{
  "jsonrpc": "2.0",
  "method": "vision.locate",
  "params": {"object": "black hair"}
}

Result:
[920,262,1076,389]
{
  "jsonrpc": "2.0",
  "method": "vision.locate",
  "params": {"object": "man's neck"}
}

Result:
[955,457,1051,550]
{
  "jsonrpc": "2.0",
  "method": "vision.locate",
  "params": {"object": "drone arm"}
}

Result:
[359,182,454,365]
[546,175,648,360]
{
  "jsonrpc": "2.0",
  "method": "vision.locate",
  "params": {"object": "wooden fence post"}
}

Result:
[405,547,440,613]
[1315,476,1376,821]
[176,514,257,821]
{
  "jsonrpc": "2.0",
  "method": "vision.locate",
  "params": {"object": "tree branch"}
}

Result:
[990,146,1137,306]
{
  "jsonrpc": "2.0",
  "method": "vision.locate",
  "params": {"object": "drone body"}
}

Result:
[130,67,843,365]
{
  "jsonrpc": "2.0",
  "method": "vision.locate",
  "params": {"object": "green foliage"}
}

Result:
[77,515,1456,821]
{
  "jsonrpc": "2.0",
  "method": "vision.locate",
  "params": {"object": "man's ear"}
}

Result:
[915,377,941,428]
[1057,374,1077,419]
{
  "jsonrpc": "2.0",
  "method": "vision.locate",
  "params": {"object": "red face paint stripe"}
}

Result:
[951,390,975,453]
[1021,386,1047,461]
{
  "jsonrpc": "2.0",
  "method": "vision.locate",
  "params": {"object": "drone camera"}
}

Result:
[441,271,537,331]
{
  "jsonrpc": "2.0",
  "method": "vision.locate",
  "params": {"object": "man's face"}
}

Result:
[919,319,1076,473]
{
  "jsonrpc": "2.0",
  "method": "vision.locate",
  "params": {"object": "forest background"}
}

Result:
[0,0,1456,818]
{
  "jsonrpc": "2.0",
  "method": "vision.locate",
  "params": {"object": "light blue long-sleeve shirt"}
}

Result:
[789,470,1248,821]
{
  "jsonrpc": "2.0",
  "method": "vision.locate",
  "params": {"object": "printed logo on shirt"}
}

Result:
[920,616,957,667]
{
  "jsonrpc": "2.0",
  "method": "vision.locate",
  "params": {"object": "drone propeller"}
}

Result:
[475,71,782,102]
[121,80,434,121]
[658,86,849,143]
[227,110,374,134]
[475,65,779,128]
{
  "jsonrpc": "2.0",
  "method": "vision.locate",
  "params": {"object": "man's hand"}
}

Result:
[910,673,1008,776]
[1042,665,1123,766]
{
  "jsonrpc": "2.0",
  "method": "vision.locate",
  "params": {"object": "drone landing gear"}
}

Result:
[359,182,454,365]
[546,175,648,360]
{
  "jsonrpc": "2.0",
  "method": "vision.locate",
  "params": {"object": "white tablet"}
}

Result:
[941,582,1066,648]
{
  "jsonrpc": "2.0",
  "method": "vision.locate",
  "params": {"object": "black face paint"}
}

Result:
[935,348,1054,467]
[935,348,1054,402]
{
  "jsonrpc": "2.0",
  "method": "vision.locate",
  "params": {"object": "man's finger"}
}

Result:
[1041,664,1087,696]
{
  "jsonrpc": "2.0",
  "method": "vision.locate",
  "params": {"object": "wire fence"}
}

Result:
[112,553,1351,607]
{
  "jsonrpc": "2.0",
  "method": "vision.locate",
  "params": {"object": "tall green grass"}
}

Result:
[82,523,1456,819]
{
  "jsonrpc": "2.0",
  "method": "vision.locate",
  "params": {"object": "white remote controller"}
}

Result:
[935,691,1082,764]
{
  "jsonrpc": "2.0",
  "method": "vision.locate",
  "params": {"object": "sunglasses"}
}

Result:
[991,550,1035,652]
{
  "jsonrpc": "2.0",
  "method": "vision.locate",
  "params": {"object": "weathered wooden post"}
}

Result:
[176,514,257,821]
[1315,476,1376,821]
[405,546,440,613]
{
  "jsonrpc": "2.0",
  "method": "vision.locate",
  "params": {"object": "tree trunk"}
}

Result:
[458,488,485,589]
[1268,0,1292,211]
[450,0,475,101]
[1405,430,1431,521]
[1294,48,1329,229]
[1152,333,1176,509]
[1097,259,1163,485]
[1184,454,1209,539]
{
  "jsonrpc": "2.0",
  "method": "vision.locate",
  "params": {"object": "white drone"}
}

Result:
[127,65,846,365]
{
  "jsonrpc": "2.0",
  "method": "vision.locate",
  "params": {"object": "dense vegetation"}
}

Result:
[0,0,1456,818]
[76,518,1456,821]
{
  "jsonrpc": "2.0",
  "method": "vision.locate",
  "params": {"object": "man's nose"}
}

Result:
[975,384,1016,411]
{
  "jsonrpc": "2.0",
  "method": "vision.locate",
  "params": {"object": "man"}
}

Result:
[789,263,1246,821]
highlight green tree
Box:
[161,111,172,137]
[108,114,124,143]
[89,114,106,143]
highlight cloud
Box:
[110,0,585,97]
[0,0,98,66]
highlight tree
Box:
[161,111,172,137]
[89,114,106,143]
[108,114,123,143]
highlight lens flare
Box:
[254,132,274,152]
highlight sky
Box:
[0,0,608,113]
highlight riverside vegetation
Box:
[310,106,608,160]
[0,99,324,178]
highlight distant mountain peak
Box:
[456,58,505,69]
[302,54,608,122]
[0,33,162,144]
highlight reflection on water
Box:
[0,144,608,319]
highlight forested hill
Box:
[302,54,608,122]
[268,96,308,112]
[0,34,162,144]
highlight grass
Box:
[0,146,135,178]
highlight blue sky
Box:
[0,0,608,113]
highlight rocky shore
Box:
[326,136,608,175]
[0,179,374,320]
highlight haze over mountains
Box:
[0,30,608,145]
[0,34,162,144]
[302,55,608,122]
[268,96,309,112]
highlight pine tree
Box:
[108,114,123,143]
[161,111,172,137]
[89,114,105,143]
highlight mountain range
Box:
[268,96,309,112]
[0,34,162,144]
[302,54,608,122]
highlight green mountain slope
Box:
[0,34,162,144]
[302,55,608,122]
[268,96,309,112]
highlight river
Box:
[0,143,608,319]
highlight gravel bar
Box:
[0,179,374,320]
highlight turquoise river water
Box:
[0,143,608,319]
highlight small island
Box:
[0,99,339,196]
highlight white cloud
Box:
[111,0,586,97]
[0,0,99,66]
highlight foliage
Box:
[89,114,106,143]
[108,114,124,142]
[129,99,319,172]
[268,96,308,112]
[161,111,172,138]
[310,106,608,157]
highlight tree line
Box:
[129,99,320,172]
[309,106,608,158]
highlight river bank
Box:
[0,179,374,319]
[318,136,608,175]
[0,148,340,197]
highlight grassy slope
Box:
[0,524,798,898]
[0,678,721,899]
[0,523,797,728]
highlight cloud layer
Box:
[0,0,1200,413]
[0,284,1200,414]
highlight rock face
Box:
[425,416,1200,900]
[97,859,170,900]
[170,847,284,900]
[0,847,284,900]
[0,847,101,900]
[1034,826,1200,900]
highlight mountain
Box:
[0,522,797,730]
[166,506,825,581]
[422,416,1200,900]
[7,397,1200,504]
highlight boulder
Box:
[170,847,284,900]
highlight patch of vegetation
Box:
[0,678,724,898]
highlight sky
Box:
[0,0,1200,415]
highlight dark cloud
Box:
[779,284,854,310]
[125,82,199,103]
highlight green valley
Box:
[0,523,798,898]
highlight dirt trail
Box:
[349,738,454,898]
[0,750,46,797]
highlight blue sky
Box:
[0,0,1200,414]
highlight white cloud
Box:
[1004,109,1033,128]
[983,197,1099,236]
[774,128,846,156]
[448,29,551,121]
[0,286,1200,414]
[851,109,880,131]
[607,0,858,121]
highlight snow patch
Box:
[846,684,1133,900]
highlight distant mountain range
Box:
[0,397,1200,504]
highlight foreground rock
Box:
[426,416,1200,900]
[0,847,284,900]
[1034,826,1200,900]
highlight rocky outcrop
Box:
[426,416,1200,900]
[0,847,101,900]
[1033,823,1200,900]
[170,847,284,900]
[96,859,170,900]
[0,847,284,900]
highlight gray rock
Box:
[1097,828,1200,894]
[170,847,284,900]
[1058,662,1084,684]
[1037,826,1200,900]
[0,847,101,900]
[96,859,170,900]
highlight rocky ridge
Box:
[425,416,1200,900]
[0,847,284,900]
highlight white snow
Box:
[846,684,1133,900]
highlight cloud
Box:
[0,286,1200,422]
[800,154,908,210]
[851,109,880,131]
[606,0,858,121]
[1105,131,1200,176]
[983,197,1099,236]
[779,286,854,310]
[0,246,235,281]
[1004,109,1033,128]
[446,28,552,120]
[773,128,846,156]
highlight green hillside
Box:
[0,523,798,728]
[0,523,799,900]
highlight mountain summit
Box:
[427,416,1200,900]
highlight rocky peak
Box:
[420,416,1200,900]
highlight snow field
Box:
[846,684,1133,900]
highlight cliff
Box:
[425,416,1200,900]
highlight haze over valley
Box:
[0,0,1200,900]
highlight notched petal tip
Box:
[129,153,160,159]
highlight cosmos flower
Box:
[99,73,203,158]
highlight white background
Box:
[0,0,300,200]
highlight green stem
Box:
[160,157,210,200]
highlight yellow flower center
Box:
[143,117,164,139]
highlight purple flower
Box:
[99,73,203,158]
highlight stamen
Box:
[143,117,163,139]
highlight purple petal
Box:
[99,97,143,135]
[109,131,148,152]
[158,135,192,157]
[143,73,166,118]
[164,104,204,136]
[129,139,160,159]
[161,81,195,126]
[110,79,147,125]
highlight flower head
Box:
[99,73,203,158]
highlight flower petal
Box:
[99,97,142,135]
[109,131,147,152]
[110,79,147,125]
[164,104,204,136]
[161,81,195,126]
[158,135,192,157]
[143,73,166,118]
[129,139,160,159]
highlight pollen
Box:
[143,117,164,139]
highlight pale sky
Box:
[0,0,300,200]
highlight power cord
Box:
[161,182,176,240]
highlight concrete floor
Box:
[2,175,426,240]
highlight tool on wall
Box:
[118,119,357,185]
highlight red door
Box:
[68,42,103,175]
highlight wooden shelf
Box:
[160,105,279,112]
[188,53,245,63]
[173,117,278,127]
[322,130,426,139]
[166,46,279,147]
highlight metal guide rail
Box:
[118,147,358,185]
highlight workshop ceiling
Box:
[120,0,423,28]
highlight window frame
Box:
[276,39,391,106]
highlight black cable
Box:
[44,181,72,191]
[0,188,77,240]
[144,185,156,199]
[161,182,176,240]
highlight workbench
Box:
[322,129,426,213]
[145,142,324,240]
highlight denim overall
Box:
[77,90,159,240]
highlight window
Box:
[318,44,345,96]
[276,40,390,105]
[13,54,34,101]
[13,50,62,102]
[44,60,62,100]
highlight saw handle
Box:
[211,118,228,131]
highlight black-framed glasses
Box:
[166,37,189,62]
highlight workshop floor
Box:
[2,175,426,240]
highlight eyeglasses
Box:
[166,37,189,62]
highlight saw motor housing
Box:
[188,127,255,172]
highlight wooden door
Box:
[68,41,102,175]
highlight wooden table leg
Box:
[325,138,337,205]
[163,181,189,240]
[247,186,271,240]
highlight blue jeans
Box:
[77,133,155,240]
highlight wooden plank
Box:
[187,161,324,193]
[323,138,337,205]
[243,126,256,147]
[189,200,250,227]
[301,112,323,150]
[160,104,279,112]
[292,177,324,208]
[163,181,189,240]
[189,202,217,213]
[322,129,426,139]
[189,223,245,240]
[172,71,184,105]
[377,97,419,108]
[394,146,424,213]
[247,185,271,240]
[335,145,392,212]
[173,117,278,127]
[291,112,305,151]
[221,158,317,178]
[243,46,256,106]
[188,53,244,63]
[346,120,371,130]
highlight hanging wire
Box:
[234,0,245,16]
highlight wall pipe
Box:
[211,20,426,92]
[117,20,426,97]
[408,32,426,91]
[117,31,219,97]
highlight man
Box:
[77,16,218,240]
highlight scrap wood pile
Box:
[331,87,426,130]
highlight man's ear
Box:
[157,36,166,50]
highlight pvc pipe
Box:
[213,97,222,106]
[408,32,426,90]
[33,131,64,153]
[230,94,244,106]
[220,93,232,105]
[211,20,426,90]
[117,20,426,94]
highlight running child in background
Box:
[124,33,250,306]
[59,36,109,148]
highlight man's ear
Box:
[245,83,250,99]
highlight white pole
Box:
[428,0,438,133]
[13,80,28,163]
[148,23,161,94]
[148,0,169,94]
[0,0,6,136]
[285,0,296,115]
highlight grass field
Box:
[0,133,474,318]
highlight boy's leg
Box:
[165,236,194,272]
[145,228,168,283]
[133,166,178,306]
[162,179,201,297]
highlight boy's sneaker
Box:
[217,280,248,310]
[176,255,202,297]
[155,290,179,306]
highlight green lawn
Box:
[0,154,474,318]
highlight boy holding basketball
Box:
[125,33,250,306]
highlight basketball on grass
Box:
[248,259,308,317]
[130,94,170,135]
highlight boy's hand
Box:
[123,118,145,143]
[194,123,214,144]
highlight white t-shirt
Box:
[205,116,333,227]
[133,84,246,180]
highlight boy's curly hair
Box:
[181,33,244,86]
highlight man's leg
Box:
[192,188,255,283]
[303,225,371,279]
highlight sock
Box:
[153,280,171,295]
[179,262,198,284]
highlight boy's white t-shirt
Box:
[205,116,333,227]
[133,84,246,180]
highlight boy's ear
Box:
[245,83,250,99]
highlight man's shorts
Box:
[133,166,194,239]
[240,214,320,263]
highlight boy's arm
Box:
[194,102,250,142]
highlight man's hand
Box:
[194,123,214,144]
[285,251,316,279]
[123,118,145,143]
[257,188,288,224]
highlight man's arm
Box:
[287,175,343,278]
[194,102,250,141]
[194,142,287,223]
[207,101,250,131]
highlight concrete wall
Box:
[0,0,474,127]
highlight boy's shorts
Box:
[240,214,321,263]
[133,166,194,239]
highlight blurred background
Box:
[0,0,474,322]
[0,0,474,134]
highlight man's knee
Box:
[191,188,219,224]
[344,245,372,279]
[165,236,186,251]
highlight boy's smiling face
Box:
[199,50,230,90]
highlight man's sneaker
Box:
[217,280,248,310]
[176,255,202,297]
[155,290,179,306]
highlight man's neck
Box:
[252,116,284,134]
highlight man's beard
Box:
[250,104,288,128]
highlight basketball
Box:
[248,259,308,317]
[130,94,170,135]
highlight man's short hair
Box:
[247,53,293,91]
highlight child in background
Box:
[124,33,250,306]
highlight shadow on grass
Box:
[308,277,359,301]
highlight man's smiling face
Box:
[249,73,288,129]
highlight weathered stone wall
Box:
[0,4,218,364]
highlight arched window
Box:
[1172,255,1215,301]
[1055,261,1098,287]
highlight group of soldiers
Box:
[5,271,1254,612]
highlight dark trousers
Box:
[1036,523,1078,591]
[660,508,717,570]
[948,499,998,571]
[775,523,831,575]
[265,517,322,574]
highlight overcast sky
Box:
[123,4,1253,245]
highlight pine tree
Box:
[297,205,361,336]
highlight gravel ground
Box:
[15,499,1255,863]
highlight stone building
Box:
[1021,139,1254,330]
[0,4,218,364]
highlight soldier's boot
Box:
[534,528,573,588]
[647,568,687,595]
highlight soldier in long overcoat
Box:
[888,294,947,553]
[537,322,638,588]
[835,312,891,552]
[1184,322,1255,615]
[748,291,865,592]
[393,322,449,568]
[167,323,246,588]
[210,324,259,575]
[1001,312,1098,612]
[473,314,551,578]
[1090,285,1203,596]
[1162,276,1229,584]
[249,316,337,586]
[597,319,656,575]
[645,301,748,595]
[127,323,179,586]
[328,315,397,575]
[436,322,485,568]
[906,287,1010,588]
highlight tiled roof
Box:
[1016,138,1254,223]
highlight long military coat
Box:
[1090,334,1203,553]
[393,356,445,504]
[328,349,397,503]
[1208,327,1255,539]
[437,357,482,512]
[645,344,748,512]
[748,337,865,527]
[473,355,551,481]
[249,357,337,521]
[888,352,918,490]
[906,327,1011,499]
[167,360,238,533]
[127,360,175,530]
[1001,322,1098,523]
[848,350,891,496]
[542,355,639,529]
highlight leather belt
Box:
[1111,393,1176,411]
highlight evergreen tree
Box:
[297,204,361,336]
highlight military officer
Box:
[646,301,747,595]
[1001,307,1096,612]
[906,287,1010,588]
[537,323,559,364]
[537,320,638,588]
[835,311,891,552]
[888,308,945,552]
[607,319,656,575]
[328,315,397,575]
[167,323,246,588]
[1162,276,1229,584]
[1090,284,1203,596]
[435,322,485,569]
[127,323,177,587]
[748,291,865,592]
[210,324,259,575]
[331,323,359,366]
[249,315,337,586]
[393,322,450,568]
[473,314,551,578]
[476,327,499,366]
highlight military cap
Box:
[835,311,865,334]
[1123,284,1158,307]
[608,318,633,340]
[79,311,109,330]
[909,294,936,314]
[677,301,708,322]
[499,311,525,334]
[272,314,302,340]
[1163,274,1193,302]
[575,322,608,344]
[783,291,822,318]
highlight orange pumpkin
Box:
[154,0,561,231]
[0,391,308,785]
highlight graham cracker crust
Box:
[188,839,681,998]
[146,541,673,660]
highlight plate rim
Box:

════════════════

**Brief:** Update the rows between the line holding "highlight river bank" and the line holding "[125,82,199,103]", inclusive, replacing "highlight" with "outline" and leaving everything else unchanged. Give back only those lines.

**Finished exercise:**
outline river bank
Box:
[0,179,374,319]
[318,136,608,175]
[0,148,340,197]
outline grassy slope
Box:
[0,524,798,898]
[0,678,721,899]
[0,523,797,728]
outline cloud layer
Box:
[0,0,1200,413]
[0,284,1200,414]
outline rock face
Box:
[425,416,1200,900]
[97,859,170,900]
[170,847,284,900]
[0,847,284,900]
[0,847,101,900]
[1034,826,1200,900]
outline mountain
Box:
[0,522,797,730]
[166,506,825,581]
[422,416,1200,900]
[7,397,1200,504]
outline boulder
Box:
[170,847,284,900]
outline patch of vegetation
Box:
[0,678,724,898]
outline sky
Box:
[0,0,1200,415]
outline dark cloud
Box:
[779,284,854,310]
[125,82,199,103]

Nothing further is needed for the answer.